Text:
^^^^^^^^
Published: May, 2020

Submission: May, 2020


Industry solutions relying on artificial intelligence (AI)are growing faster than many had predicted. In addition to the important personal data protection considerations, another important question which this new and emerging technology is raising relates to the AI safety problems and their legal response.

So far, the European Union and Bulgaria have not adopted legislation specifically tackling the AI phenomenon and in particular – the safety concerns associated with AI. Although the existing rules, as supplemented by the currently applicable set of safety standards, may be sufficient to address some of the safety challenges brought by AI, in 2018 the European Commission has begun a process of systematically addressing the implications of the emerging technologies such as AI on the existing legal framework[1]. To date, its efforts have led to the publication of a system of soft law documents including, among others, the 2019 Ethics Guidelines for Trustworthy AI[2], the 2020 White Paper on AI[3]and the Commission Report on Safety and Liability Implications[4]accompanying the White Paper. These documents have brought forward some of the key regulatory issues related to AI and are likely to form the basic blueprint of the contemplated EU legislation in this field.

In any case, it is clear that in the past few years the European Union has begun to pay serious attention to the regulatory treatment of AI. In this context, AI safety will most certainly be a high priority for the EU. To confirm that, the European Commission has stated explicitly that: “AI systems should integrate safety and security-by-design mechanisms to ensure that they are verifiably safe at every step, taking at heart the physical and mental safety of all concerned.”[5]

I. Existing safety rules

The currently applicable safety framework in the EU consists of sector-specific legislation (for example, the Machinery Directive, the Radio Equipment Directive, the Measuring Instruments Directives), complemented by the General Product Safety Directive (Directive 2001/95/EC), which mandates that all consumer products, even those that are not regulated by sectoral legislation, need to be safe. The standardization is also a key component of the existing product safety rules in the EU.

At national level, the General Product Safety Directive has been transposed into Bulgarian law primarily by the Consumers Protection Act which extends the applicable safety requirements not only to the products but also to the services provided on the Bulgarian market[6].

The reality is that a large part of the existing product safety legislation was adopted prior to the emergence of modern digital technologies such as AI. That is why it rarely contains provisions explicitly addressing the new challenges and risks of these technologies. The established definition of aproducthowever is relatively broad[7]and purposefully technologically neutral, thus allowing for the application of the general product safety requirements to the widest possible array of products, including, for that matter, products incorporating AI technologies.

II. AI Safety Challenges

Analysing the new challenges brought by AI is a key step towards assessing the applicability of the existing safety rules in respect of this technology and in terms of evaluating the need for new legislation. That is why below we have examined some of the main challenges related to the utilization of AI from today’s perspective.

A. Connectivity

Connectivity is a key feature for a lot of the emerging digital technologies. AI-powered products make no exception. Connectivity may efficiently transform the characteristics of many conventional products and services but on the downside, it could pose certain safety hazards.

In particular, connectivity may challenge the traditional concept of safety by making the respective product a doorway to cyber security risks. For example, AI assistants with certain software security gaps may make it possible for malicious third parties to gain unauthorized access to the control systems connected to the AI assistant, which could in turn pose a safety hazard. One possible approach to address those risks at the EU level would be to promptly and efficiently implement the EU cybersecurity certification framework for products, services and processes established by the Cybersecurity Act[8].
^^^^^^^^
Point labels for objects:
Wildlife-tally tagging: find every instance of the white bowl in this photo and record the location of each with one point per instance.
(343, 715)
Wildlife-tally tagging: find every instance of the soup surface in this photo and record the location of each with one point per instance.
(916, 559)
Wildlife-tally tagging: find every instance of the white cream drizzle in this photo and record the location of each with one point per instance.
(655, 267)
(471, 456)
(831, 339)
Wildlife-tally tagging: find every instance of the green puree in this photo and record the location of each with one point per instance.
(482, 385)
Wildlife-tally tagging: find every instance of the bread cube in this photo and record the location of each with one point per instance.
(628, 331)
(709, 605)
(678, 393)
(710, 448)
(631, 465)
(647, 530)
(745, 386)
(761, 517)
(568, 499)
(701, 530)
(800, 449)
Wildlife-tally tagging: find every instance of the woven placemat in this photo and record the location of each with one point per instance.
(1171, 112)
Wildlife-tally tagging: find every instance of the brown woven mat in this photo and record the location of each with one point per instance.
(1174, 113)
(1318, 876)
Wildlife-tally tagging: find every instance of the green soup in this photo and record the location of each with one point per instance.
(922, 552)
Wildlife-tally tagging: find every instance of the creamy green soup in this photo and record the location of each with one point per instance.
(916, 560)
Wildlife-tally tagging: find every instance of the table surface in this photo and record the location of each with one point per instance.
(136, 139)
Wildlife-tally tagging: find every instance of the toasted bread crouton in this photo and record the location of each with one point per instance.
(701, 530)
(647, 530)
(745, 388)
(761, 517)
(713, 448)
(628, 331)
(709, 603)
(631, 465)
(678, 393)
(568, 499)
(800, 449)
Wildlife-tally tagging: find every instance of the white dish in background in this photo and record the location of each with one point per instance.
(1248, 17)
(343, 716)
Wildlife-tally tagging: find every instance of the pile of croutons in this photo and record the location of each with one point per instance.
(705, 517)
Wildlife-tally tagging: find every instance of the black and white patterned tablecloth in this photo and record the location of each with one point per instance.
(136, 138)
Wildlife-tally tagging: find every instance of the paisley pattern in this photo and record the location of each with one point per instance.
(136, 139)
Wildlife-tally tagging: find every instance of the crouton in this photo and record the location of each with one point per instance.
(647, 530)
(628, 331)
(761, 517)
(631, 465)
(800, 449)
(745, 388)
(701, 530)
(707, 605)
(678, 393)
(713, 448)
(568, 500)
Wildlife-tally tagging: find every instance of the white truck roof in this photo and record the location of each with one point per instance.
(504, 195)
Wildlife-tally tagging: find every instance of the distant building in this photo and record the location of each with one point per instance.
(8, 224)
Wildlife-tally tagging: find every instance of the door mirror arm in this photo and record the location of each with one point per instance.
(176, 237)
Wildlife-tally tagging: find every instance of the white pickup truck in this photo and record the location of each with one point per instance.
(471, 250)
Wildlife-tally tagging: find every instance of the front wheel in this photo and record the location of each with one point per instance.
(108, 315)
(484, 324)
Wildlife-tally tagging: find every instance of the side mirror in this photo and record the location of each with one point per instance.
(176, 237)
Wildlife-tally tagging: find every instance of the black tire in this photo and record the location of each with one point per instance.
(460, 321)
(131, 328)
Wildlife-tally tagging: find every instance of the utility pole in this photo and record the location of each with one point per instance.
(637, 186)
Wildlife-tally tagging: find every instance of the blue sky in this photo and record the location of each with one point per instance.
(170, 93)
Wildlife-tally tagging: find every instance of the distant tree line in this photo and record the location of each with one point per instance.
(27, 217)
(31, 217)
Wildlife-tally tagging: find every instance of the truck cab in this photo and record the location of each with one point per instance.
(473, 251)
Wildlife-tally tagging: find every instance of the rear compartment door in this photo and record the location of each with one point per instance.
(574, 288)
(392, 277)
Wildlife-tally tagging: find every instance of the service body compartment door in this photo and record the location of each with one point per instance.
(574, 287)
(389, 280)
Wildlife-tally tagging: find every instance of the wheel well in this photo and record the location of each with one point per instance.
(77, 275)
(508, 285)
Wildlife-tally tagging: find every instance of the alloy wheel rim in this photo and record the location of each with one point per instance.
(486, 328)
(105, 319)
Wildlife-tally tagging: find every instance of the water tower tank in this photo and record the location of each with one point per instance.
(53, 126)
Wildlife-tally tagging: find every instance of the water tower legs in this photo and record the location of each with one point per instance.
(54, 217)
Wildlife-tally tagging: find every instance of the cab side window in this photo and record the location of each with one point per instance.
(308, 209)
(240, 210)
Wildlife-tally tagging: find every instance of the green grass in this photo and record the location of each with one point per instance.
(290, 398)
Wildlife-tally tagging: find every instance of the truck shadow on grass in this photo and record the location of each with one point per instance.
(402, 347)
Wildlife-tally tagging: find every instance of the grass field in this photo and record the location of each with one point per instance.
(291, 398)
^^^^^^^^
Short exercise 1:
Copy the article on AI safety from "I. Existing safety" to "the Bulgarian market[6].".
Short exercise 2:
In the article on AI safety, why can the general product safety requirements still apply to products that use AI, even though most of that legislation predates such technology?

Correct answer 1:
I. Existing safety rules

The currently applicable safety framework in the EU consists of sector-specific legislation (for example, the Machinery Directive, the Radio Equipment Directive, the Measuring Instruments Directives), complemented by the General Product Safety Directive (Directive 2001/95/EC), which mandates that all consumer products, even those that are not regulated by sectoral legislation, need to be safe. The standardization is also a key component of the existing product safety rules in the EU.

At national level, the General Product Safety Directive has been transposed into Bulgarian law primarily by the Consumers Protection Act which extends the applicable safety requirements not only to the products but also to the services provided on the Bulgarian market[6].

Correct answer 2:
The established definition of a product is relatively broad and deliberately technologically neutral. This lets the general product safety requirements apply to the widest possible range of products, including those that incorporate AI technologies.